===== SUPPLIED TEXT
Bruce MacKenzie said:


> I knocked together some code today and enumerated the set of cube states with five unsolved edge cubies. As it turns out the above calculation is not valid. There are 462,528 cube states with 5 unsolved edges not 712,800. The latter number includes a lot of duplicates of states with less than 5 unsolved cubies.
> 
> The 462,528 states reduce to 19,272 symmetry equivalence classes by the 24 cubic rotation symmetries. I ran representative elements of these classes through an optimal solver giving the following results. There are none less than 6 turns from solved and all may be solved in 15 or fewer moves. The 5-Cycles column are those instances where all five cubies are moved from their home position. That is, none of the five are simply flipped in place.
> 
> ...



Nice work, in BLD however, using cube symmetry and reducing it just 12,672 cases won't work. Since each alg needs to be fingertricky, rotationless and from [R U D F M S E] set, the number of cases is 126,720/2(Inverses) = 63,360. (Some Mirror Algs are slow to execute)
Also the target shooting should be consistent which only one visit to each piece.

In the 15 mover, F' R F R' F2 R' U F L F L' F2 U' R F2, by BLD tracing, there will always be a cycle break from a buffer.
==========
===== INFORMATION SUPPLIED
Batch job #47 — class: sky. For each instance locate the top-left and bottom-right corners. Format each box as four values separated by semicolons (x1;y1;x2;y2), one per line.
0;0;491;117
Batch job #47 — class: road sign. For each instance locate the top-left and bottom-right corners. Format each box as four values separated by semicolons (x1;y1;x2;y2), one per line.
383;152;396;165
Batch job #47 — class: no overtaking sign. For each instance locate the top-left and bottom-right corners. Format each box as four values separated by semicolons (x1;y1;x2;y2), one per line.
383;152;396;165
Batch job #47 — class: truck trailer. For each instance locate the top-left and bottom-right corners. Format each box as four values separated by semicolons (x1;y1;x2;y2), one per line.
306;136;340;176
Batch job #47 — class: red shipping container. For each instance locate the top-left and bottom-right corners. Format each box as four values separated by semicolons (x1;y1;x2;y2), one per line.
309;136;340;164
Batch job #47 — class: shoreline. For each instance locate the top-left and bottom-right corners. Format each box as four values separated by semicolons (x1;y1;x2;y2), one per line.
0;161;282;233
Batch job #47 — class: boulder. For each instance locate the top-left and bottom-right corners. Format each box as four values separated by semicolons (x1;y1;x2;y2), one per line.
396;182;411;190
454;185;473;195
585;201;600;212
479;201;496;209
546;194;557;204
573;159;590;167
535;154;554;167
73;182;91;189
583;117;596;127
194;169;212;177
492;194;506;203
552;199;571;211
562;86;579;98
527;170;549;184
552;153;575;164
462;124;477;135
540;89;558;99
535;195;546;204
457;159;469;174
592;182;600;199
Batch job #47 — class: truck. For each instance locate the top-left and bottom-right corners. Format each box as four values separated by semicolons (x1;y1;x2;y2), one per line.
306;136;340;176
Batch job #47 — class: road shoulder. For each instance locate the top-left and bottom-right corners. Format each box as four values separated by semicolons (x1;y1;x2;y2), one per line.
==========
**JOB 1:**
Answer these questions from the forum thread on five unsolved edges:
(a) How many cube states with five unsolved edges were enumerated?
(b) What does the 5-Cycles column count?
(c) From which set of turns must each alg come?
**JOB 2:**
Continue the forum thread on five unsolved edges, picking up after its last sentence.

**FINAL ANSWER 1:**
(a) 462,528
(b) Instances where all five cubies are moved from their home position
(c) [R U D F M S E]

**FINAL ANSWER 2:**
----------



## Bruce MacKenzie (Mar 19, 2019)

Bruce MacKenzie said:


> I knocked together some code today and enumerated the set of cube states with five unsolved edge cubies. As it turns out the above calculation is not valid. There are 462,528 cube states with 5 unsolved edges not 712,800. The latter number includes a lot of duplicates of states with less than 5 unsolved cubies.
> 
> The 462,528 states reduce to 19,272 symmetry equivalence classes by the 24 cubic rotation symmetries. I ran representative elements of these classes through an optimal solver giving the following results. There are none less than 6 turns from solved and all may be solved in 15 or fewer moves. The 5-Cycles column are those instances where all five cubies are moved from their home position. That is, none of the five are simply flipped in place.
> 
> ...



I extended the above analysis to the Quarter Turn Metric and the Slice Turn Metric.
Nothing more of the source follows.